§ **WHAT IS BEING ASKED**:
Exactly as they stand, set down all of the records again.

(Stored records)
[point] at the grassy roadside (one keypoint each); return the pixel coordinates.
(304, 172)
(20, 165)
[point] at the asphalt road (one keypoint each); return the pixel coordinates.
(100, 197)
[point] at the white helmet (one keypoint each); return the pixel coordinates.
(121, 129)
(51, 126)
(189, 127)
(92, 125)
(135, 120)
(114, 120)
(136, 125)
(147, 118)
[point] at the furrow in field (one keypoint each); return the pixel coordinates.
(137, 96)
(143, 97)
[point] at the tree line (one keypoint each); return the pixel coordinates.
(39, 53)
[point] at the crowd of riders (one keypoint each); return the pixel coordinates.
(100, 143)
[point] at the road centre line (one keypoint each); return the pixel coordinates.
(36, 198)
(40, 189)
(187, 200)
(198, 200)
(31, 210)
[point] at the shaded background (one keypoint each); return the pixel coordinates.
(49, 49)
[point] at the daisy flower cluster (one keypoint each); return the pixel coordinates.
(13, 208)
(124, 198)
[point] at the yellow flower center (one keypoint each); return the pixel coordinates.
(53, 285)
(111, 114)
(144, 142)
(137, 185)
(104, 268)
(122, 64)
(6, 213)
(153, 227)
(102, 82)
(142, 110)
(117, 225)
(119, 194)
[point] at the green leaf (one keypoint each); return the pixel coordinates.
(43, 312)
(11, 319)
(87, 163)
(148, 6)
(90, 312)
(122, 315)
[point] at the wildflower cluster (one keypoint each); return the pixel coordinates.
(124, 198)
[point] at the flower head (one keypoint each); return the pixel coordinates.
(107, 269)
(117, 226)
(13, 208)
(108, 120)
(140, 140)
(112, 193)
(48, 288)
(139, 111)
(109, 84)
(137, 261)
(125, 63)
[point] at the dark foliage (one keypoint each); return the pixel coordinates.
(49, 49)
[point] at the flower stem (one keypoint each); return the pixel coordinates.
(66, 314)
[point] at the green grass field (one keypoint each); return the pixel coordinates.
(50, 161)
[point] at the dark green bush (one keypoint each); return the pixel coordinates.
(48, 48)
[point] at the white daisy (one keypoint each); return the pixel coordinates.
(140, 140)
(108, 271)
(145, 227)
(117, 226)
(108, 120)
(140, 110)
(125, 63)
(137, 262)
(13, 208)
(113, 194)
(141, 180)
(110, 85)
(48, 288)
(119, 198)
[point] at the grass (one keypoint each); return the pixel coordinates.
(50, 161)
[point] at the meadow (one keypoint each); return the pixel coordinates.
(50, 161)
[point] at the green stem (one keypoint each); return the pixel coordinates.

§ **EXERCISE OUTPUT**:
[point] at the grassy roadside (one keypoint each); return the pixel coordinates.
(304, 172)
(20, 165)
[point] at the asphalt road (one keypoint each); return the pixel coordinates.
(100, 197)
[point] at the white helmet (one keypoint each); return the pixel coordinates.
(121, 129)
(51, 126)
(189, 127)
(92, 125)
(135, 120)
(114, 120)
(136, 125)
(147, 118)
[point] at the furrow in field (one keypoint each); return the pixel coordinates.
(137, 96)
(143, 97)
[point] at the tree line (one keypoint each); return the pixel coordinates.
(39, 53)
[point] at the crowd of riders (one keypoint each); return the pixel coordinates.
(100, 143)
[point] at the road centre line (one keypoint each); return the pixel coordinates.
(36, 198)
(40, 189)
(187, 200)
(198, 200)
(31, 210)
[point] at the shaded background (one keypoint each); return the pixel coordinates.
(49, 49)
[point] at the daisy flower cluster (one keypoint each); return the pixel coordinates.
(13, 208)
(124, 198)
[point] at the yellow flower center (one keypoint each); return the pixel coordinates.
(53, 285)
(111, 114)
(144, 142)
(137, 185)
(104, 268)
(122, 64)
(6, 213)
(153, 227)
(102, 82)
(142, 110)
(117, 225)
(119, 194)
[point] at the green leaf (one keypoint each); return the pixel coordinates.
(43, 312)
(11, 319)
(87, 163)
(148, 6)
(90, 312)
(122, 315)
[point] at the wildflower cluster (one keypoint each); return the pixel coordinates.
(124, 198)
[point] at the flower head (one keypoint each); return the pixel coordinates.
(107, 269)
(117, 226)
(13, 208)
(108, 120)
(140, 140)
(112, 193)
(48, 288)
(139, 111)
(109, 84)
(137, 261)
(125, 63)
[point] at the dark foliage (one keypoint each); return the pixel coordinates.
(49, 49)
[point] at the flower stem (one keypoint each); return the pixel coordinates.
(66, 314)
[point] at the green grass field (one keypoint each); return the pixel coordinates.
(50, 161)
[point] at the dark green bush (one keypoint each); return the pixel coordinates.
(48, 48)
[point] at the white daisy (one keypoint each); return the pixel coordinates.
(140, 140)
(108, 271)
(145, 227)
(117, 226)
(108, 120)
(140, 110)
(125, 63)
(137, 262)
(13, 208)
(113, 194)
(141, 180)
(110, 85)
(48, 288)
(119, 198)
[point] at the grass (one keypoint each); return the pixel coordinates.
(50, 161)
[point] at the meadow (one keypoint each); return the pixel coordinates.
(50, 161)
[point] at the green stem (one keypoint each); return the pixel coordinates.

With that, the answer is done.